▶ [DOCUMENT EXCERPT]
Examining whether colonial history matters for women’s contemporary economic outcomes in India, this article shows that women who live in areas that were under direct British rule are better off in terms of almost all measures of women empowerment. It argues that legal and institutional changes brought in by the British in favour of women, and West-inspired social reforms in the 19th century may be relevant to explaining this long-term link.
While India is one of the fastest growing economies in the world, its female labour force participation (FLFP) rate has remained one of the lowest. According to the Periodic Labour Force Survey 2021-22, only around 29% of women in the age group 15 to 59 were a part of the labour force. This sharply contrasts with the labour force participation rate of men, which is close to 81% - comparable to that of developed countries. In terms of other measures of female empowerment as well, India's performance has been less than satisfactory – as per the National Family Health Survey (NFHS) 2015-16, close to 50% of women reported that they lack financial autonomy and agency within the household.
While these averages present a grim picture, they mask a lot of regional heterogeneity. States like Himachal Pradesh, Telangana and Tamil Nadu have much higher FLFP as compared to the average, whereas states like Bihar, Haryana and Punjab are much below the average. This heterogeneity is observed at the district level as well, where districts like Samastipur and Begusarai in Bihar have abysmally low FLFP (around 1%), while Mandi in Himachal Pradesh has FLFP rates comparable to males (around 70%).
In a recent paper (Nandwani and Roychowdhury 2023), we explore whether historical factors can help explain some of this heterogeneity. In particular, we investigate the role of India's colonial history, dating back to the 18th and 19th century, in explaining today's heterogeneity in women’s employment and other measures of women’s empowerment.
British India and the princely states
India was a British colony for close to two centuries – the East India Company ruled over the Indian subcontinent from 1757 to 1856, and the British crown took over the administration from 1858 to 1947, after which India became an independent nation. However, the entire country was not under direct British rule: while 60-65% of the present-day districts were under direct control of the British (hereafter referred to as 'British India'), the remaining comprised of several 'princely states' – political communities which had their own legal, political and administrative structure, and were ruled by hereditary kings. The East India Company started its conquest of these princely states in 1757, but did not annex all the regions in the country primarily because it was not numerically and politically strong enough to administer the entire subcontinent. This continued till 1857, when the crown took over the administration and East India Company stopped further annexation. Thus, within the same country, there were territories that came under direct control of the British rule, and colonial laws were applicable in these areas. The princely states, on the other hand, enjoyed relative legal, political and administrative autonomy.1
Figure 1. British Indian districts and princely states within the Indian Empire.

▶ [EXTRACTED RECORDS]
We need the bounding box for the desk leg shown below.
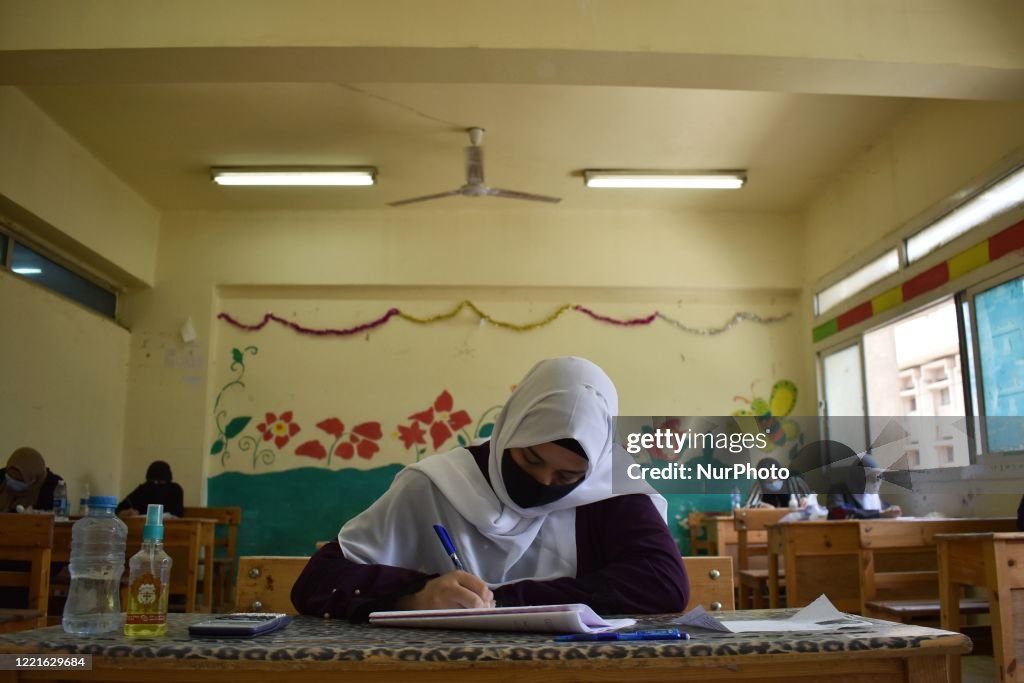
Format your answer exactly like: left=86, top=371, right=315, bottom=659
left=938, top=541, right=961, bottom=683
left=203, top=532, right=213, bottom=612
left=984, top=542, right=1021, bottom=683
left=768, top=552, right=778, bottom=609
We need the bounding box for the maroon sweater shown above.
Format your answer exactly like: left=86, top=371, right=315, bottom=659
left=292, top=443, right=690, bottom=622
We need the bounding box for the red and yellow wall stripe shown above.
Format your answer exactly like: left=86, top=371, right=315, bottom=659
left=812, top=220, right=1024, bottom=343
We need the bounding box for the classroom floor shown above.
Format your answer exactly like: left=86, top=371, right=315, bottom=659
left=961, top=654, right=995, bottom=683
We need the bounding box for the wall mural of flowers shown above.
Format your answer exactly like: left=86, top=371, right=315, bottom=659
left=210, top=346, right=502, bottom=471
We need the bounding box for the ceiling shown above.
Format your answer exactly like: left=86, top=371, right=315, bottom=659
left=23, top=82, right=920, bottom=212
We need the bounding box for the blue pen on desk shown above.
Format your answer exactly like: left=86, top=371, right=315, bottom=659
left=555, top=629, right=690, bottom=643
left=434, top=524, right=466, bottom=571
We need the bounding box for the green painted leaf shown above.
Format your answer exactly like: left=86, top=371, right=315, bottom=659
left=224, top=417, right=252, bottom=438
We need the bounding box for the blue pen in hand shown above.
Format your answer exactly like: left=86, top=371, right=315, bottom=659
left=434, top=524, right=466, bottom=571
left=555, top=629, right=690, bottom=643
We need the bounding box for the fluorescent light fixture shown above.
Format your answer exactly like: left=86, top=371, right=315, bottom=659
left=906, top=163, right=1024, bottom=263
left=583, top=171, right=746, bottom=189
left=814, top=248, right=899, bottom=315
left=210, top=166, right=377, bottom=187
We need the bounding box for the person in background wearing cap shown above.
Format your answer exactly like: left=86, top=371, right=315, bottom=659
left=118, top=460, right=185, bottom=519
left=292, top=357, right=689, bottom=622
left=828, top=455, right=903, bottom=519
left=0, top=447, right=60, bottom=512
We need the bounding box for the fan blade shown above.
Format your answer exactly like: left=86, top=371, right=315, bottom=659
left=487, top=187, right=562, bottom=204
left=466, top=144, right=483, bottom=185
left=388, top=189, right=462, bottom=206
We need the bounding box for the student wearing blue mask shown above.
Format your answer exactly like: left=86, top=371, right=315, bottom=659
left=292, top=357, right=689, bottom=622
left=744, top=458, right=811, bottom=508
left=0, top=447, right=60, bottom=512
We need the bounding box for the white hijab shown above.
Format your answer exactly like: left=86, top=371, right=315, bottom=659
left=338, top=356, right=667, bottom=587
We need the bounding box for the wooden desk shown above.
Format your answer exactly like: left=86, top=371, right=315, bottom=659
left=935, top=533, right=1024, bottom=683
left=0, top=610, right=971, bottom=683
left=52, top=517, right=217, bottom=612
left=768, top=517, right=1017, bottom=613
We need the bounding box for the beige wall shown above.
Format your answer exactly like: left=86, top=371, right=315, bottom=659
left=801, top=101, right=1024, bottom=516
left=117, top=210, right=810, bottom=501
left=0, top=270, right=130, bottom=510
left=0, top=87, right=160, bottom=287
left=804, top=101, right=1024, bottom=287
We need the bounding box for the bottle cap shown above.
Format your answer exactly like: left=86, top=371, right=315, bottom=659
left=142, top=503, right=164, bottom=541
left=89, top=496, right=118, bottom=508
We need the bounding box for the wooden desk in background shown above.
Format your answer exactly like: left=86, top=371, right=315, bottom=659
left=935, top=532, right=1024, bottom=683
left=52, top=517, right=217, bottom=612
left=768, top=517, right=1017, bottom=613
left=0, top=610, right=971, bottom=683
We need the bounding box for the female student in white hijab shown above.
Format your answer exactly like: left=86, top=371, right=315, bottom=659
left=828, top=450, right=903, bottom=519
left=744, top=458, right=811, bottom=508
left=292, top=357, right=689, bottom=622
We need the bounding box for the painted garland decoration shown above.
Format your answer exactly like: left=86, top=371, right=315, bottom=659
left=217, top=300, right=793, bottom=337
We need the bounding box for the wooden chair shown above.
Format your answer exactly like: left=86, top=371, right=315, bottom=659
left=733, top=508, right=790, bottom=609
left=184, top=507, right=242, bottom=611
left=686, top=512, right=713, bottom=555
left=234, top=556, right=309, bottom=614
left=121, top=516, right=202, bottom=612
left=683, top=555, right=736, bottom=611
left=0, top=513, right=53, bottom=633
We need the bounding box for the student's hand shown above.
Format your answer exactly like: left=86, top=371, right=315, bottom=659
left=395, top=571, right=495, bottom=609
left=879, top=505, right=903, bottom=518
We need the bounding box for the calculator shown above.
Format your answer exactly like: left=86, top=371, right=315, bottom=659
left=188, top=612, right=292, bottom=638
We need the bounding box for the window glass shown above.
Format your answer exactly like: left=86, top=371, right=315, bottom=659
left=821, top=345, right=866, bottom=453
left=10, top=243, right=117, bottom=317
left=974, top=278, right=1024, bottom=452
left=864, top=299, right=971, bottom=469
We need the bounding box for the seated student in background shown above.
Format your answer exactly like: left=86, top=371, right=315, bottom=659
left=744, top=458, right=811, bottom=508
left=292, top=357, right=689, bottom=622
left=0, top=447, right=60, bottom=512
left=118, top=460, right=185, bottom=519
left=828, top=455, right=903, bottom=519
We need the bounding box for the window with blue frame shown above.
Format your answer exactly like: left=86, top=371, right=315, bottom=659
left=974, top=276, right=1024, bottom=452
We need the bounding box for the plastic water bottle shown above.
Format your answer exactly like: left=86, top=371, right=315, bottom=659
left=78, top=481, right=89, bottom=517
left=53, top=479, right=70, bottom=521
left=62, top=496, right=128, bottom=635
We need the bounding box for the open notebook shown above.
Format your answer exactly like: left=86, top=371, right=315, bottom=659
left=370, top=604, right=636, bottom=633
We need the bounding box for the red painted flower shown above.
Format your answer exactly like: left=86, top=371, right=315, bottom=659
left=407, top=389, right=473, bottom=451
left=256, top=411, right=300, bottom=449
left=334, top=422, right=384, bottom=460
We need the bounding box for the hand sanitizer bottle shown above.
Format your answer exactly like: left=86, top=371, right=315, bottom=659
left=125, top=505, right=171, bottom=637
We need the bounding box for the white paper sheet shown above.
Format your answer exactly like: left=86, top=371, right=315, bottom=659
left=676, top=595, right=869, bottom=633
left=370, top=603, right=636, bottom=633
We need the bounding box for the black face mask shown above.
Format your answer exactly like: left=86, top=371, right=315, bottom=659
left=502, top=449, right=583, bottom=508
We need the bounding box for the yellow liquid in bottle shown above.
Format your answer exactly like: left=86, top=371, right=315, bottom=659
left=124, top=544, right=171, bottom=638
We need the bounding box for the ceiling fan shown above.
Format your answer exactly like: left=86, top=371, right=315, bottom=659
left=388, top=127, right=562, bottom=206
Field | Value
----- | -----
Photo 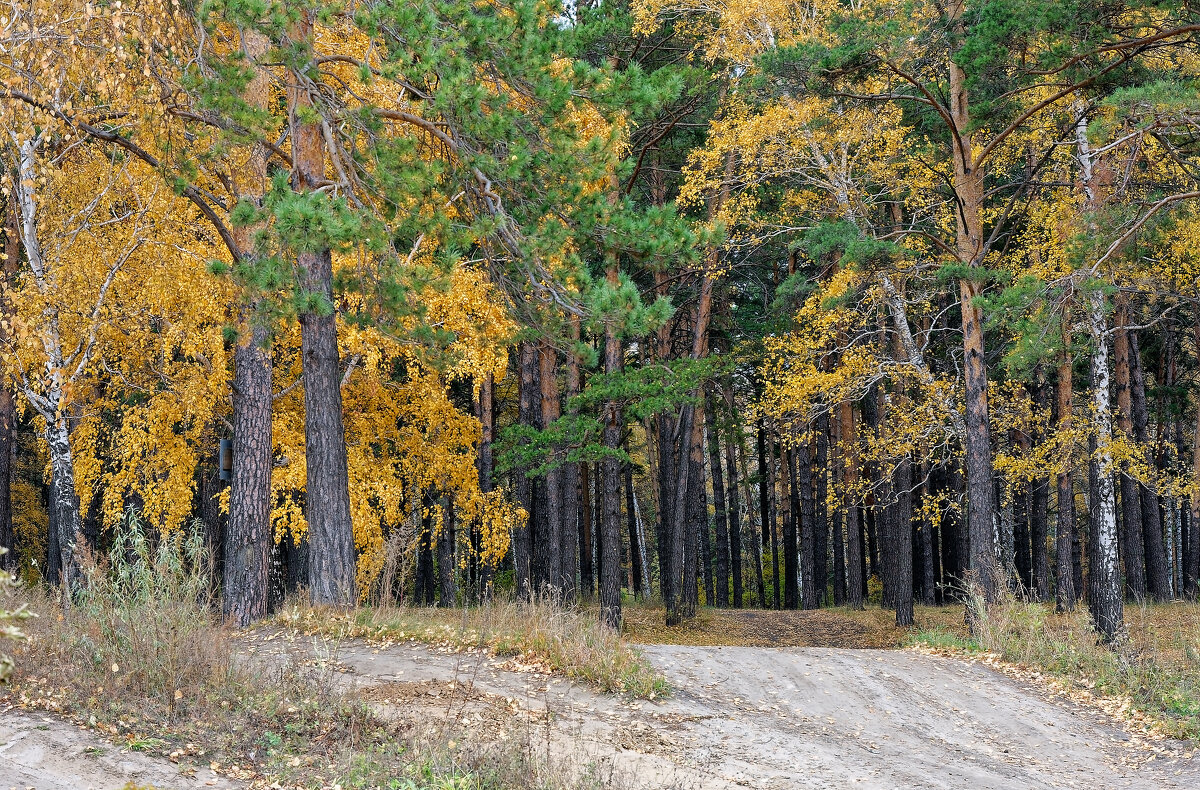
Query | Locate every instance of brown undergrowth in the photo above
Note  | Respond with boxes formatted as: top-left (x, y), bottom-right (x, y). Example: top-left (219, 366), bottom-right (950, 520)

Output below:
top-left (0, 516), bottom-right (628, 790)
top-left (623, 603), bottom-right (962, 648)
top-left (272, 598), bottom-right (670, 699)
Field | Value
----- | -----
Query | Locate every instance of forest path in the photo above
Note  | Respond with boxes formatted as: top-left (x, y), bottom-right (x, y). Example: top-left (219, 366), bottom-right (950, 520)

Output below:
top-left (256, 639), bottom-right (1200, 790)
top-left (0, 707), bottom-right (242, 790)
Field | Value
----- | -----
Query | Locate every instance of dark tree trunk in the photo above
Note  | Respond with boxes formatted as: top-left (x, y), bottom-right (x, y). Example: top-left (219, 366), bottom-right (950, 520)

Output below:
top-left (600, 298), bottom-right (622, 628)
top-left (914, 463), bottom-right (937, 606)
top-left (562, 324), bottom-right (582, 600)
top-left (413, 502), bottom-right (437, 606)
top-left (893, 457), bottom-right (913, 628)
top-left (288, 10), bottom-right (358, 606)
top-left (472, 373), bottom-right (496, 600)
top-left (758, 417), bottom-right (780, 609)
top-left (580, 463), bottom-right (595, 596)
top-left (0, 379), bottom-right (17, 573)
top-left (438, 497), bottom-right (458, 606)
top-left (779, 447), bottom-right (801, 609)
top-left (787, 443), bottom-right (824, 609)
top-left (512, 341), bottom-right (541, 596)
top-left (838, 401), bottom-right (866, 609)
top-left (683, 403), bottom-right (712, 617)
top-left (704, 391), bottom-right (737, 608)
top-left (1030, 369), bottom-right (1050, 600)
top-left (1128, 330), bottom-right (1171, 600)
top-left (812, 414), bottom-right (829, 606)
top-left (534, 343), bottom-right (564, 598)
top-left (713, 376), bottom-right (743, 609)
top-left (1112, 304), bottom-right (1146, 600)
top-left (222, 327), bottom-right (274, 628)
top-left (625, 463), bottom-right (646, 597)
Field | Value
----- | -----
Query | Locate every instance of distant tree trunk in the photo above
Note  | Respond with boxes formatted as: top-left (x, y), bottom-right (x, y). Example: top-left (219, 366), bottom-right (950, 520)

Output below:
top-left (787, 442), bottom-right (824, 609)
top-left (683, 401), bottom-right (712, 617)
top-left (512, 341), bottom-right (541, 596)
top-left (1183, 319), bottom-right (1200, 600)
top-left (288, 10), bottom-right (358, 606)
top-left (413, 495), bottom-right (437, 606)
top-left (713, 376), bottom-right (743, 609)
top-left (1128, 330), bottom-right (1171, 600)
top-left (1055, 343), bottom-right (1076, 611)
top-left (625, 463), bottom-right (646, 597)
top-left (534, 342), bottom-right (564, 598)
top-left (438, 497), bottom-right (458, 606)
top-left (704, 390), bottom-right (737, 608)
top-left (758, 417), bottom-right (780, 609)
top-left (779, 447), bottom-right (801, 609)
top-left (472, 373), bottom-right (496, 600)
top-left (1030, 367), bottom-right (1050, 600)
top-left (838, 401), bottom-right (865, 609)
top-left (917, 462), bottom-right (937, 606)
top-left (0, 384), bottom-right (17, 573)
top-left (812, 414), bottom-right (829, 606)
top-left (580, 463), bottom-right (595, 596)
top-left (222, 319), bottom-right (275, 628)
top-left (1087, 291), bottom-right (1123, 641)
top-left (562, 316), bottom-right (582, 600)
top-left (893, 456), bottom-right (913, 628)
top-left (1112, 301), bottom-right (1146, 600)
top-left (1012, 431), bottom-right (1033, 594)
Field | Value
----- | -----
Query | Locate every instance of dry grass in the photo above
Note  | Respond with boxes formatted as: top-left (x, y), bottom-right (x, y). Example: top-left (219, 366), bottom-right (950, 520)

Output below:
top-left (0, 516), bottom-right (628, 790)
top-left (274, 599), bottom-right (670, 699)
top-left (911, 596), bottom-right (1200, 740)
top-left (623, 604), bottom-right (962, 648)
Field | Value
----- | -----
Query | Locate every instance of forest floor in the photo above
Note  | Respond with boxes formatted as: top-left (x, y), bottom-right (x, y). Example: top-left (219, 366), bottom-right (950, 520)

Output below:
top-left (241, 612), bottom-right (1200, 790)
top-left (0, 606), bottom-right (1200, 790)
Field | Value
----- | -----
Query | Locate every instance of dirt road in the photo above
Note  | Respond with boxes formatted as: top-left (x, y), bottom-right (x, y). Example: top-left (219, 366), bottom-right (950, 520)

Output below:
top-left (0, 706), bottom-right (240, 790)
top-left (0, 634), bottom-right (1200, 790)
top-left (255, 644), bottom-right (1200, 790)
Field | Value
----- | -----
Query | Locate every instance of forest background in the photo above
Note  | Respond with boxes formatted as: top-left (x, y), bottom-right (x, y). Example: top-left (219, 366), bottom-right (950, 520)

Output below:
top-left (0, 0), bottom-right (1200, 640)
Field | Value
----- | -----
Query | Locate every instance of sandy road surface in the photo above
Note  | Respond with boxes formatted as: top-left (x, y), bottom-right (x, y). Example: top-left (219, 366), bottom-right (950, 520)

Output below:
top-left (0, 707), bottom-right (240, 790)
top-left (0, 633), bottom-right (1200, 790)
top-left (246, 642), bottom-right (1200, 790)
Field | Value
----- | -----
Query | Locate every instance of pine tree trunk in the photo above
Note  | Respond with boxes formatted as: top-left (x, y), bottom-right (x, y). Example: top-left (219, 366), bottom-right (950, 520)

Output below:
top-left (812, 413), bottom-right (829, 606)
top-left (0, 379), bottom-right (17, 573)
top-left (1128, 331), bottom-right (1171, 600)
top-left (580, 462), bottom-right (595, 597)
top-left (713, 376), bottom-right (743, 609)
top-left (438, 497), bottom-right (458, 608)
top-left (787, 442), bottom-right (824, 609)
top-left (949, 36), bottom-right (998, 603)
top-left (704, 391), bottom-right (737, 609)
top-left (512, 341), bottom-right (541, 597)
top-left (534, 342), bottom-right (564, 598)
top-left (779, 447), bottom-right (801, 609)
top-left (288, 10), bottom-right (358, 606)
top-left (625, 463), bottom-right (646, 597)
top-left (893, 456), bottom-right (913, 628)
top-left (562, 316), bottom-right (582, 600)
top-left (1030, 369), bottom-right (1050, 600)
top-left (838, 401), bottom-right (866, 609)
top-left (1055, 338), bottom-right (1078, 611)
top-left (599, 285), bottom-right (622, 629)
top-left (222, 327), bottom-right (274, 628)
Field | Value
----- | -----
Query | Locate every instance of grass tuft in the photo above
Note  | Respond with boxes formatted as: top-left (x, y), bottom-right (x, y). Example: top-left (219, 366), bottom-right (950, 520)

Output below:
top-left (274, 598), bottom-right (670, 700)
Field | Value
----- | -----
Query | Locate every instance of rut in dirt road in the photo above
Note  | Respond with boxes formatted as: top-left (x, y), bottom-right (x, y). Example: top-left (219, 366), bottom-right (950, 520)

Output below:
top-left (264, 640), bottom-right (1200, 790)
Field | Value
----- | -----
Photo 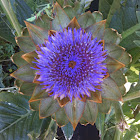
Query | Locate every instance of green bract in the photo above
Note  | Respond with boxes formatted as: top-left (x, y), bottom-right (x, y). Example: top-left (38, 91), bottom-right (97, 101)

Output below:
top-left (12, 3), bottom-right (130, 129)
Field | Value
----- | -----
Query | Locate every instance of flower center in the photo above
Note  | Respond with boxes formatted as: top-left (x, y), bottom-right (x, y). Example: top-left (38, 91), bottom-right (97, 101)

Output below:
top-left (69, 61), bottom-right (76, 69)
top-left (36, 29), bottom-right (107, 100)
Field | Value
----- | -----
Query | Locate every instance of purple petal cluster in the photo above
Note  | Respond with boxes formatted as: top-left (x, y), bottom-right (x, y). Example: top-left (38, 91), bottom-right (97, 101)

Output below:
top-left (33, 29), bottom-right (107, 100)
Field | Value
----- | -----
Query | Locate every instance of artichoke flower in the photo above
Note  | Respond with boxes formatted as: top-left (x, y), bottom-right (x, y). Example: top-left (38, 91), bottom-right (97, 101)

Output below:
top-left (12, 3), bottom-right (130, 129)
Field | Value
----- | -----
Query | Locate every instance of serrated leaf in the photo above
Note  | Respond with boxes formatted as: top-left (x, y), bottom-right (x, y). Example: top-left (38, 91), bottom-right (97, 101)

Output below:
top-left (0, 92), bottom-right (42, 140)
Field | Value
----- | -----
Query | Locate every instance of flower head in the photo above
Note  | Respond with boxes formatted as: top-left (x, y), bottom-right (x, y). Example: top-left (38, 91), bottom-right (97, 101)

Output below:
top-left (12, 3), bottom-right (130, 129)
top-left (36, 29), bottom-right (107, 101)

▶ [SHORT TASK 1] Please arrange everything in the records from the line containing "We need the bounding box for the seated" down to the line containing "left=370, top=604, right=636, bottom=633" as a JSON list of strings, one string per line, with blank lines left out.
▶ [SHORT TASK 2] Pick up the article on colonial rule and women's empowerment in India and carry it on after its last sentence.
The records and the article on colonial rule and women's empowerment in India come from unrelated sources.

▶ [TASK ANSWER 1]
[
  "We need the bounding box for the seated student in background shown above.",
  "Format your answer exactly like: left=86, top=371, right=315, bottom=659",
  "left=744, top=458, right=811, bottom=508",
  "left=292, top=357, right=689, bottom=622",
  "left=0, top=447, right=60, bottom=512",
  "left=118, top=460, right=185, bottom=519",
  "left=828, top=455, right=903, bottom=519",
  "We need the bounding box for the window with blue frame shown above.",
  "Format your answer exactly like: left=86, top=371, right=315, bottom=659",
  "left=974, top=276, right=1024, bottom=452",
  "We need the bounding box for the plastic water bottle shown above.",
  "Format your answer exactly like: left=86, top=371, right=315, bottom=659",
  "left=78, top=481, right=89, bottom=517",
  "left=53, top=479, right=70, bottom=521",
  "left=62, top=496, right=128, bottom=635",
  "We need the bounding box for the open notebook shown above.",
  "Format your answer exactly like: left=86, top=371, right=315, bottom=659",
  "left=370, top=604, right=636, bottom=633"
]

▶ [TASK ANSWER 2]
In addition to the way these regions were governed, British India significantly differed from princely states along institutional and administrative lines. We examine if these differences have long-term implications on several contemporary outcomes for Indian women.
Investigating the causal link between British colonialism and contemporary outcomes of women is not straightforward. Existing work (Iyer 2010, Roy 2020) shows that the East India Company prioritised agriculturally productive regions for annexation. There is also growing evidence that agriculturally fertile regions have different gender norms and attitudes towards women empowerment as compared to other regions (Alesina et al. 2013, Hansen et al. 2015). We therefore use an instrumental variable methodology2 to address this identification issue. In particular, following Iyer (2010), we use the doctrine of lapse policy of annexation as an instrument for British colonisation. This notorious policy was introduced by Lord Dalhousie, the Governor General of India between 1848 and 1856, and stated that if the ruler of a princely state died without any natural heir (adopted children were not recognised as legal heirs), the princely state would cease to be under the rule of the local king and come under British rule. The identifying assumption here is that the death of a ruler without a natural heir in the specific period 1848 to 1856 is likely to be a matter of circumstance, rather than caused by systemic factors that might also affect women's long-term outcomes.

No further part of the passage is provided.